• _PROMPT_
Return every line of the data below that contains the word "yellow".

• _RECORDS SHOWN_
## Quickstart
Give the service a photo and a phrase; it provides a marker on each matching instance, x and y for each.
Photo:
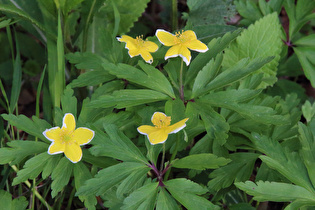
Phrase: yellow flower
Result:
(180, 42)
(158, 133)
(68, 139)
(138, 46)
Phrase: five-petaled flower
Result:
---
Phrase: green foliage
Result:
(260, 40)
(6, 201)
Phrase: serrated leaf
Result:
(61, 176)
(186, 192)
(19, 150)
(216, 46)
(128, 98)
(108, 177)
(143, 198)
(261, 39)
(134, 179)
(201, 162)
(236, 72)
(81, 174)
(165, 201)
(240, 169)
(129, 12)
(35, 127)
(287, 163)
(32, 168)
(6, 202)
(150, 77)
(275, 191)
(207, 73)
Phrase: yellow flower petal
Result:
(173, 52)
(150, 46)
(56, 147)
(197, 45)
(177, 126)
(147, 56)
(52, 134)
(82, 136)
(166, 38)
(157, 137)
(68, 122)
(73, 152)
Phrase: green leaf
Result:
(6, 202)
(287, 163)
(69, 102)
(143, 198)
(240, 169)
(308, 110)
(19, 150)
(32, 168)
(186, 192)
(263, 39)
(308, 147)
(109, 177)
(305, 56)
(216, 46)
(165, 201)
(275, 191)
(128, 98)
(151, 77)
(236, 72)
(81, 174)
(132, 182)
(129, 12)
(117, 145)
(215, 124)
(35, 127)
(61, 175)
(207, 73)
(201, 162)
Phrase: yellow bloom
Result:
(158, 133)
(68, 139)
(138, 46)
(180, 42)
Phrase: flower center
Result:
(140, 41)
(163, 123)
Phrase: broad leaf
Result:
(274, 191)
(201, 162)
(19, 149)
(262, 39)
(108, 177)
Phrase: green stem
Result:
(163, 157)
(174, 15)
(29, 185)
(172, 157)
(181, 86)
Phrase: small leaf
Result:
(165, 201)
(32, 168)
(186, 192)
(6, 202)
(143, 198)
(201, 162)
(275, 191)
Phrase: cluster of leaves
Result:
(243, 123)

• _WRITTEN ANSWER_
Phrase: yellow flower
Phrase: yellow flower petal
Phrase: yellow bloom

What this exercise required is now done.